## YOUR ASSIGNMENT
Nothing but the images should be left out when the entries are restated word for word.

*** Opening of EXTRACTED RECORDS ***

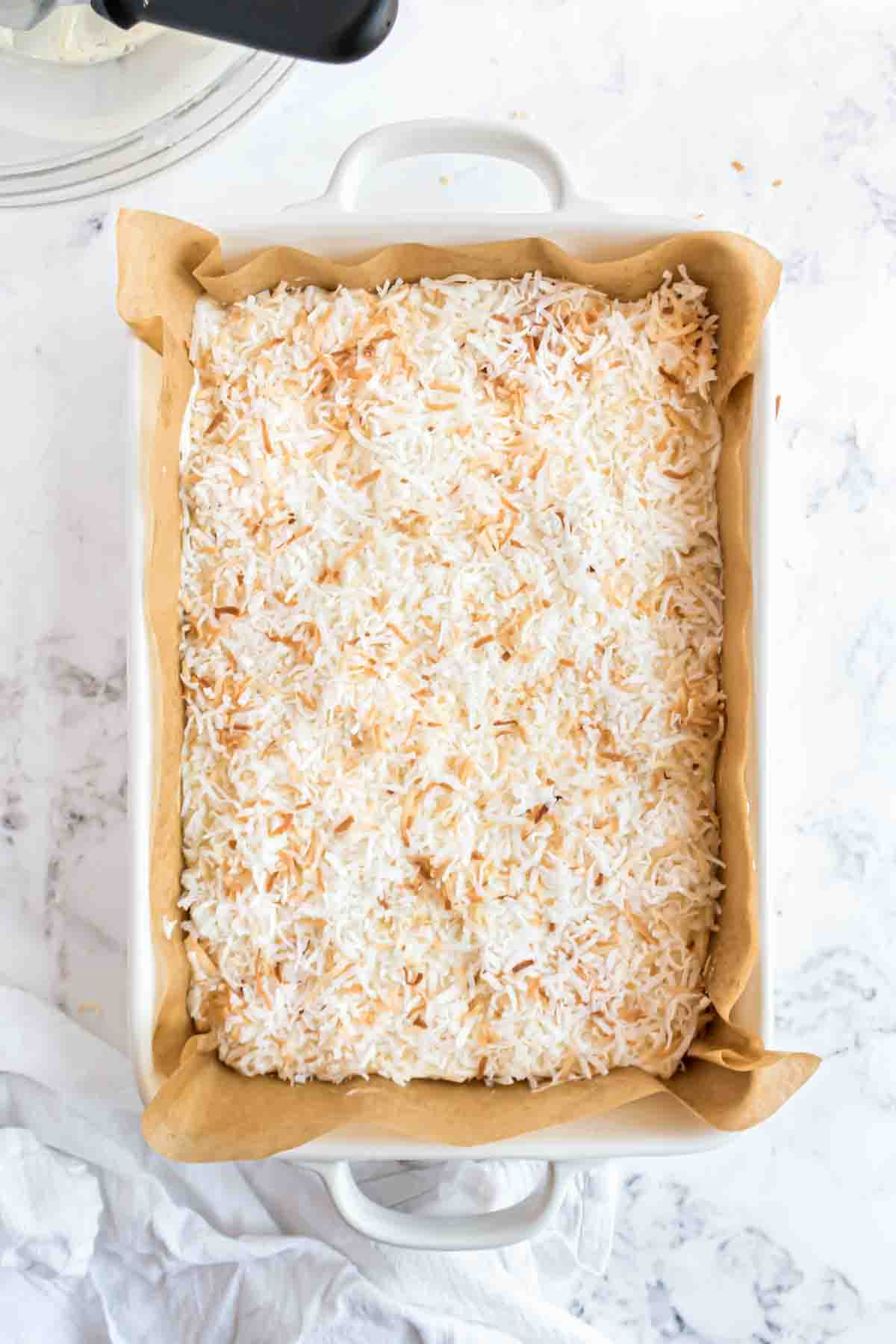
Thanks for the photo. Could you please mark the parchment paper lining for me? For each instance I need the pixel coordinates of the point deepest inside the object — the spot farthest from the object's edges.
(206, 1112)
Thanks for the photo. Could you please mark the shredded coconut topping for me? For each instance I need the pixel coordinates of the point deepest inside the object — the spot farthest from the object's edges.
(452, 625)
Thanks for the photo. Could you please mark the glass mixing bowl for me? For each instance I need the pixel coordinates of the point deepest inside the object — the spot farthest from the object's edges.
(73, 131)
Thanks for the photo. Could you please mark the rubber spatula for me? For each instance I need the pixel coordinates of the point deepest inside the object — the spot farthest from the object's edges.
(336, 31)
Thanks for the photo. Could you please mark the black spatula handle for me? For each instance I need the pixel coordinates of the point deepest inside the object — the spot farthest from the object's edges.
(336, 31)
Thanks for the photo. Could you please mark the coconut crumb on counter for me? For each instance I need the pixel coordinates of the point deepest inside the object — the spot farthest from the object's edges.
(450, 647)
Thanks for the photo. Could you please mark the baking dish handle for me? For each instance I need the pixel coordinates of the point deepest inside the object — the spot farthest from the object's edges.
(467, 1231)
(445, 136)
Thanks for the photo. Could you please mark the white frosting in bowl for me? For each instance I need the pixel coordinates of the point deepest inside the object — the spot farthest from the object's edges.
(75, 37)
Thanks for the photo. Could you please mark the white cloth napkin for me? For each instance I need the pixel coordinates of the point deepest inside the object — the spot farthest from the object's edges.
(101, 1239)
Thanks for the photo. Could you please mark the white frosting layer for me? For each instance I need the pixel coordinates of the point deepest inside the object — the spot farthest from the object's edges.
(77, 37)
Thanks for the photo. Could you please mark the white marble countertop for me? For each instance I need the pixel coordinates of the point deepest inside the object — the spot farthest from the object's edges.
(788, 1234)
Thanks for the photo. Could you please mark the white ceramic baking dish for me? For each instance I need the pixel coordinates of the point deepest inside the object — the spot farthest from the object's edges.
(332, 226)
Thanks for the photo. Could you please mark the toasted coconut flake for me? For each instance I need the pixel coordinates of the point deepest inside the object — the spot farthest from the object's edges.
(507, 867)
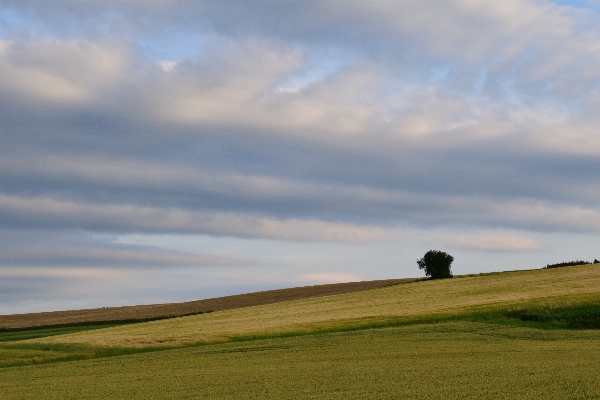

*** Close of EXTRACTED RECORDS ***

## WRITTEN RESPONSE
Thanks for the photo. Could you please mark the parchment paper lining for me? For each instance I need the pixel coordinates of the point deepest inside the object — the spot farthest from the object's edges.
(206, 1112)
Thanks for the photo. Could you please mark the shredded coconut topping for me? For each instance I need the pixel coordinates of the point deepest inside the object — the spot farthest from the object's edges.
(452, 625)
Thanks for the photo. Could you please mark the glass mixing bowl for me? For each instance I need the pixel coordinates of the point deepest inside the object — the spot farthest from the object's edges.
(73, 131)
Thanks for the photo. Could you please mark the rubber spatula for me? For each instance I need the pixel coordinates of the point deepest inside the object — the spot farthest from the object's edges.
(336, 31)
Thanks for the photo. Could you please mark the black spatula handle for me? For each instance I need the pixel coordinates of the point deepest inside the object — the spot farthest from the object's edges.
(336, 31)
Thanks for the photo. Could you please mark the coconut crumb on counter for me? For each instance I need the pixel coordinates of the point deepest inside the object — the spot farthest from the object's edges.
(450, 647)
Thanks for the photo. Could you please mark the baking dish handle for me? For each instance I need the pixel coordinates of the point deepest inside the object — the spot farthest from the object's edges.
(467, 1231)
(445, 136)
Thanks for the photo. Could you please mark the white frosting in bowl for me? For each instance I need the pixel coordinates of the point deepest inside the object — the spot farthest from the object's edges.
(75, 37)
Thanks for the photo. Could you please mark the white cloth napkin for me? For each instance I need the pixel coordinates of the point deepest inside the object — the spot farthest from the object's edges.
(101, 1239)
Thanks for the photo. Could you please mark the white frosting layer for me? For each instance I need the pixel coordinates of the point deepest inside the object — the spot farthest from the object's edges.
(77, 37)
Thanks for the photo. Could you please mark the white marble countertop for me? For each instance I need the pixel coordinates of the point deepest inside the object — the spot farthest from the object's edges.
(788, 1234)
Thanks for the photo. Could you please mark the white ceramic baking dish for me? For each instance I need the pixel coordinates of the point deepest inside the object — the spot farthest from the object's edges.
(332, 226)
Thanks for the photo. Could you please mark the toasted coconut flake for me? For each instance I need the pixel coordinates of the point deepest inside the object — the spot farthest from the object's edges.
(507, 867)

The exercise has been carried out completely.